OBJECTIFS:
a: Dans le texte sur le brouillard en montagne, qu'était en réalité l'arbre gigantesque aperçu au sommet d'un promontoire, une fois la brume dissipée ?
b: Poursuivez le texte sur le brouillard en montagne à partir de sa dernière phrase.

TEXTE FOURNI:
On se trouve comme dans un monde nouveau, à la fois redoutable et fantastique, lorsqu’on parcourt la montagne au milieu du brouillard. Même en suivant un sentier bien frayé, sur des pentes faciles, on éprouve un certain effroi à la vue des formes environnantes, dont le profil incertain semble osciller dans la brume, qui tantôt s’épaissit, tantôt devient plus claire.

Il faut être déjà l’intime de la nature pour ne pas se sentir inquiet quand on est le captif du brouillard ; le moindre objet prend des proportions immenses, infinies. Quelque chose de vague et de noir paraît s’avancer vers nous comme pour nous saisir. Est-ce une branche, un arbre même ? Ce n’est peut-être qu’une touffe d’herbe. Un cercle de cordages vous barre la route : simple toile d’araignée ! Un jour que le brouillard avait une faible épaisseur et que les rayons du soleil, transmis par les vapeurs, y faisaient poudroyer la lumière, je m’arrêtai, plein de stupeur et d’admiration, à la vue d’un arbre gigantesque tordant ses bras comme un athlète, au sommet d’un promontoire. Jamais je n’avais eu le bonheur de voir un arbre plus fort et mieux campé pour lutter héroïquement contre l’orage. Je le contemplai longtemps ; mais peu à peu je le vis qui semblait se rapprocher de moi et qui se rapetissait en même temps. Quand le soleil vainqueur eut dissipé la brume, le tronc superbe n’était plus qu’un maigre arbrisseau poussant dans la fissure d’un bloc voisin.

Le voyageur perdu, égaré dans le brouillard, au milieu des précipices et des torrents, se trouve dans une situation vraiment terrible : de toutes parts c’est le danger, c’est la mort. Il faut marcher et marcher vite pour atteindre, aussi vite que possible, le sol uni de la vallée ou les pentes faciles des pâturages, et rencontrer quelque sentier sauveur ; mais, dans le vague des choses, rien ne peut servir d’indice et tout paraît un obstacle. D’un côté la terre fuit ; on croirait être au bord d’un précipice. De l’autre côté se dresse un roc ; la paroi en semble inaccessible. Pour éviter l’abîme, on tente d’escalader la roche abrupte ; on met le pied dans une anfractuosité de la pierre et l’on se hisse de saillie en saillie ; bientôt on est comme suspendu entre le ciel et la terre. Enfin, on atteint l’arête ; mais, derrière le premier roc, voici que s’en dresse un autre au profil indécis et mouvant. Les arbres, les broussailles qui croissent sur les escarpements dardent leurs rameaux à travers la brume, d’une façon menaçante ; parfois même, on ne voit qu’une masse noirâtre serpentant dans l’ombre grise : c’est une branche dont le tronc reste invisible. On a le visage baigné par une fine pluie ; les touffes de gazon, les bruyères, sont autant de réservoirs d’eau glacée où l’on se mouille comme à la traversée d’un lac. Les membres se raidissent ; le pas devient incertain ; on risque de glisser sur l’herbe ou sur le roc humide et de rouler dans le précipice. Des rumeurs terribles remontent d’en bas et semblent prédire un sort fatal ; on entend la chute des pierres qui s’écroulent, des branches chargées de pluie qui grincent sur leur tronc, le sourd tonnerre de la cascade et le sinistre clapotement des eaux du lac contre ses rives. C’est avec épouvante que l’on voit la brume se charger de la sombreur du crépuscule et que l’on pense à la terrible alternative de la mort par le dérochement ou par le froid.

DONNÉES FOURNIES:
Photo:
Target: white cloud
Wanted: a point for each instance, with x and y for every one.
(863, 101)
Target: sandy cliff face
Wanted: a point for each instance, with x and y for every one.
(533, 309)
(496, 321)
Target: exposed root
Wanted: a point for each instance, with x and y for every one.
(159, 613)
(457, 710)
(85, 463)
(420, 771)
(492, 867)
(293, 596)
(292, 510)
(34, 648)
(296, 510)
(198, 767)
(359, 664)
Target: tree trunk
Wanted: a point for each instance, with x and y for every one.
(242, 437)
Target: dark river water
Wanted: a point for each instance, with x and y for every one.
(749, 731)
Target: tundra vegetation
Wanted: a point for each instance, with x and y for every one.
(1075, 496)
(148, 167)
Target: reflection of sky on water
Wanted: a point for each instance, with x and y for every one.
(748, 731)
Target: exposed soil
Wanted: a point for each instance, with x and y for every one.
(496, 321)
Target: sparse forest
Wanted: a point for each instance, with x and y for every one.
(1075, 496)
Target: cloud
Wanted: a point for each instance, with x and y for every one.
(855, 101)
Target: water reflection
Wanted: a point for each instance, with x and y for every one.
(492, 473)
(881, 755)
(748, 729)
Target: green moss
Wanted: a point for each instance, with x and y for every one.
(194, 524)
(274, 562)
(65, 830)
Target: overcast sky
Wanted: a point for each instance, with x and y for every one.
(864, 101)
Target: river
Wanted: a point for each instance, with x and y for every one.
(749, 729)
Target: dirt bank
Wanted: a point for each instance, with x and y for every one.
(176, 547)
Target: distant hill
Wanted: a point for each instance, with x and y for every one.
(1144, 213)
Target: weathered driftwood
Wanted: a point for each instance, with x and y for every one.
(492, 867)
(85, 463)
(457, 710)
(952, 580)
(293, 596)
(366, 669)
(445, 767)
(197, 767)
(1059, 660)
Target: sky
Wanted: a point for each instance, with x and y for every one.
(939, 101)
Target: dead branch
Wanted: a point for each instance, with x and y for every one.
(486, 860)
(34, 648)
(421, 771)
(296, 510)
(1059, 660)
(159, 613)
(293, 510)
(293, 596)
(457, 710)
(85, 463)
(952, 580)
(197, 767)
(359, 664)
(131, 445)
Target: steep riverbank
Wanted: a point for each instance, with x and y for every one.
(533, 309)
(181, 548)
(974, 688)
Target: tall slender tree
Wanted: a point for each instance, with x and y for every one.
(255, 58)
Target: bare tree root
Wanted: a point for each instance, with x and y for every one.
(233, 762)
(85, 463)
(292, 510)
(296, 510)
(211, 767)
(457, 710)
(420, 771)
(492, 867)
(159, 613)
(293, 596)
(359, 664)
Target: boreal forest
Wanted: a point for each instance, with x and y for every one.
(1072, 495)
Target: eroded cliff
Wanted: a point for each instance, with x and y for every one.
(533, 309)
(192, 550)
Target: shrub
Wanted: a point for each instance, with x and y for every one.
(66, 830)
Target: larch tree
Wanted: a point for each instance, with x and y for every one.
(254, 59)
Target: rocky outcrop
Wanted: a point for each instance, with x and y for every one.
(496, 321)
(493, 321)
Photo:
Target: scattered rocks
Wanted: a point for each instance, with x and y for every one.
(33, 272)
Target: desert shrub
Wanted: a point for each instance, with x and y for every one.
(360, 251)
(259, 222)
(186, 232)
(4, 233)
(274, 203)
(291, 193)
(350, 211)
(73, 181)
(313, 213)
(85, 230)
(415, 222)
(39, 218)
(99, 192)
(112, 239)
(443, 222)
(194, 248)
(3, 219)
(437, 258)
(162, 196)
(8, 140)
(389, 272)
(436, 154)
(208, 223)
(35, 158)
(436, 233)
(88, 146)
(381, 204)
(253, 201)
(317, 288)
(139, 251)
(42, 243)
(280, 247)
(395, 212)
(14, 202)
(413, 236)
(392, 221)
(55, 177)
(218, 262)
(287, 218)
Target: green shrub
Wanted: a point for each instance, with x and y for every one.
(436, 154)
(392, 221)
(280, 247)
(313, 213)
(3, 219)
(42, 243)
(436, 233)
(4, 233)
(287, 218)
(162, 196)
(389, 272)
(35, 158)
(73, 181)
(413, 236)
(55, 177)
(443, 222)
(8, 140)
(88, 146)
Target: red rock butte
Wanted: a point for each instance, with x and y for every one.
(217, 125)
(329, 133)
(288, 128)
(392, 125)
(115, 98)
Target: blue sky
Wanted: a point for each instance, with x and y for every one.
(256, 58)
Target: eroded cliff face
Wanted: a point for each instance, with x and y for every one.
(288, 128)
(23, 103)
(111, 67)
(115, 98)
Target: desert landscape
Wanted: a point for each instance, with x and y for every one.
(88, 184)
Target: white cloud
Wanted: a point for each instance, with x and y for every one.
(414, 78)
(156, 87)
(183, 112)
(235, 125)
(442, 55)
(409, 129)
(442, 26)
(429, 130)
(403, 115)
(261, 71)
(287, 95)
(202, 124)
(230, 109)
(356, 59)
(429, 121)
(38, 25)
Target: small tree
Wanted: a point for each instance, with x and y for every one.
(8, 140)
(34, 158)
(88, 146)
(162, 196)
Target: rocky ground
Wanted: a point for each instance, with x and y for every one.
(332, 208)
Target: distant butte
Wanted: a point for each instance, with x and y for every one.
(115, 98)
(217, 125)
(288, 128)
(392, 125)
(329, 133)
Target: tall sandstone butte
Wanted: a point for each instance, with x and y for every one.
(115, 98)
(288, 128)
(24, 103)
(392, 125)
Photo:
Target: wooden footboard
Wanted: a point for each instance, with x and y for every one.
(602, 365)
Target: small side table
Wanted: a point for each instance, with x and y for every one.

RÉPONSES PAR TÂCHE:
a: Un maigre arbrisseau poussant dans la fissure d'un bloc voisin.

b:
Sous un grand nombre de climats, l’impression d’étonnement, d’horreur même, que les montagnes laissent dans l’esprit, provient de ce qu’elles sont presque toujours environnées de brouillards. Telle montagne d’Écosse ou de la Norvège paraît formidable, bien qu’en réalité elle soit beaucoup moins haute que tant d’autres sommets de la terre. On les a vues souvent se voiler de vapeurs, puis se révéler partiellement et se cacher encore, voyager pour ainsi dire au milieu de la nue, s’éloigner en apparence pour se rapprocher soudain ; s’abaisser quand le soleil éclaire nettement les contours, puis grandir ensuite quand ils se frangent de brouillards. Tous ces aspects changeants, ces transfigurations lentes ou rapides de la montagne, la font vaguement ressembler à un géant prodigieux balançant sa tête au-dessus des nuages. Bien différentes des sommets immuables aux profils arrêtés que baigne la pure lumière du ciel de l’Égypte, sont ces montagnes que chantent les poèmes d’Ossian : celles-ci vous regardent ; elles sourient parfois ; parfois elles menacent ; mais elles vivent de votre vie, elles sentent avec vous ; on le croit, du moins, et le poète qui les chante leur donne une âme d’homme.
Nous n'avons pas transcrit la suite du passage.